>> Begin
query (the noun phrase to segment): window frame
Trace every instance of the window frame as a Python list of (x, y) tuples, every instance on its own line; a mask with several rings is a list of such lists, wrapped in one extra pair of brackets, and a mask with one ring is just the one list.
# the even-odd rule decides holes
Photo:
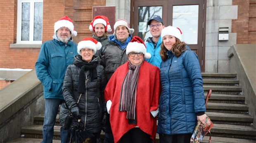
[[(21, 41), (21, 16), (22, 3), (30, 3), (30, 28), (29, 28), (29, 41)], [(16, 43), (18, 44), (41, 44), (42, 39), (41, 41), (33, 41), (34, 36), (34, 11), (35, 10), (35, 2), (43, 2), (43, 0), (18, 0), (17, 9), (17, 36)], [(43, 7), (42, 7), (43, 8)], [(42, 15), (43, 17), (43, 15)], [(42, 19), (43, 20), (43, 19)], [(43, 28), (42, 29), (43, 34)], [(43, 38), (43, 36), (42, 36)]]

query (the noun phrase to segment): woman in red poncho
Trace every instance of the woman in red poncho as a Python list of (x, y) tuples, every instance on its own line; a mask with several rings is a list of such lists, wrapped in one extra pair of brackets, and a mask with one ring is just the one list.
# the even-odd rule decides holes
>> End
## Given request:
Please output the material above as a JSON list of strings, with one string for each line and no blank lines. Leave the pictures out.

## Worked solution:
[
  "query (the noun phrase to segment): window frame",
  "Trace every instance of the window frame as a Python list of (x, y) tuples, every instance on its own line; a mask with several rings is a list of such lists, wrapped in one extra pair of brackets, and a mask with one ring is just the one list.",
  "# the even-odd rule decides holes",
  "Photo:",
  "[[(21, 41), (21, 16), (22, 3), (30, 3), (30, 28), (29, 28), (29, 41)], [(16, 43), (18, 44), (41, 44), (42, 39), (41, 41), (33, 41), (34, 36), (34, 11), (35, 10), (35, 2), (43, 2), (43, 0), (18, 0), (17, 9), (17, 36)], [(43, 7), (42, 7), (43, 8)], [(42, 15), (43, 17), (43, 15)], [(42, 19), (43, 20), (43, 19)], [(43, 28), (42, 29), (43, 34)], [(43, 38), (43, 36), (42, 36)]]",
  "query (the noun phrase to segment): woman in red poncho",
  "Trace every instance of the woman in red poncho as a Python list of (x, y) tuples, every instance on its own line; a mask with several rings is a list of such lists, wrapped in one extra pair of brackets, and a mask with one ring is just the one list.",
  "# the even-odd rule decides holes"
]